> _DOCUMENT PASSAGE_:
==========

October 8, 2025
Mixed effects logistic regression models require individual level data. Sometimes data needs to be on the population level and it can be aggregated into counts, for example, but this could also lead to loss of other information. Federated learning has emerged as a better solution to fit models using data from multiple hospitals without requiring sending individual level data. For generalized linear mixed models (GLMM), including logistic regression with random intercept, federated learning algorithms have been developed. These algorithms rely on strategies like distributed versions of the penalized quasi-likelihood method. Another approach which can further reduce need for iterative communication with data providers is a noniterative approach which accommodates both categorical and continuous covariates which is based on artificial data generation using a Gaussian copula. The authors have proposed their own noniterative method based on previous ideas by generated pseudo-data to match summary statistics of the original data and then allowing for estimation of logistic mixed models without requiring iterative communication. Their approach can also accommodate multiple covariates and it uses Gauss-Hermite quadrature (implemented in the R software) to estimate the likelihood of a GLMM which they feel is more accurate than using a penalized quasi-likelihood method.
A requirement of their strategy is that the data providers (i.e. hospitals) supply the data analyst with privacy-preserving summary statistics. Also it is assumed these were generated with no missing data. They refer to summary statistics that could be exact sufficient statistics or polynomial-approximate sufficient statistics. For polynomial approximation one can use the Taylor expansion and then can express the log-likelihood as a K-degree Taylor polynomial plus an error term. These polynomial-approximate sufficient statistics are the summary statistics expected from each data provider to proceed with model estimation and not having to disclosure individual level data. For a binary variable, one can follow the same formulas they showed by compute central moments by the Taylor polynomial expansion while with categorical predictors with more than two levels, one must convert them into dummy variables before computing central moments.

==========

> _MATERIAL SUPPLIED_:
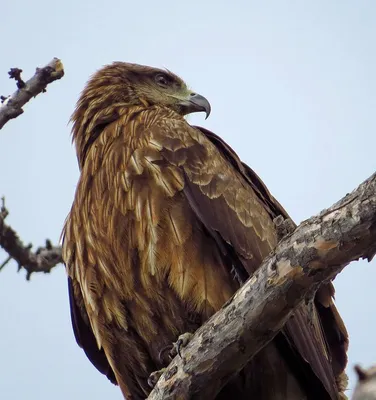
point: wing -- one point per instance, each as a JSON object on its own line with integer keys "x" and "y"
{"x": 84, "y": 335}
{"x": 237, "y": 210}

==========

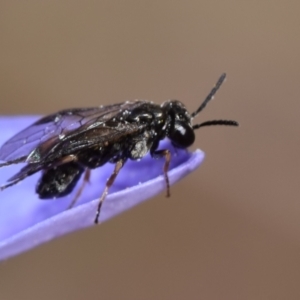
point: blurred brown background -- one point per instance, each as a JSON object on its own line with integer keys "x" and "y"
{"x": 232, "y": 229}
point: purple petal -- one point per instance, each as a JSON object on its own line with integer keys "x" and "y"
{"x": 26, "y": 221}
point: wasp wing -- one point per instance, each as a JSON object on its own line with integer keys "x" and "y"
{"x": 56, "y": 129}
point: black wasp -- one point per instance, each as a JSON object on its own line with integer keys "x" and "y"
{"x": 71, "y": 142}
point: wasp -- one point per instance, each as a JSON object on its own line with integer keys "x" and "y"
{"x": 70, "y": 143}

==========

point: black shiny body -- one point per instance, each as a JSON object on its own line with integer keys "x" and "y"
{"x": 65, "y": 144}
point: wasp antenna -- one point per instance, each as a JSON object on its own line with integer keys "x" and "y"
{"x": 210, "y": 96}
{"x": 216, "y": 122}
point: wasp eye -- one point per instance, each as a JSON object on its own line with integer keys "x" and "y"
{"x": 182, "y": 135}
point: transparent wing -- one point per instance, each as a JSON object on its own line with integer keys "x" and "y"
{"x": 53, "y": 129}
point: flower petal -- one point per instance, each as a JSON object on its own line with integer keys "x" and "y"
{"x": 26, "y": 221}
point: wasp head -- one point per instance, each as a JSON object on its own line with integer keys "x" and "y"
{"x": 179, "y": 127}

==========

> _WHAT TO DO_: The passage above on federated learning for mixed effects logistic regression uses several terms that contain a person's name. List every such term, worded as the passage words it.

> _TASK OUTPUT_:
- Gaussian copula
- Gauss-Hermite quadrature
- Taylor expansion
- Taylor polynomial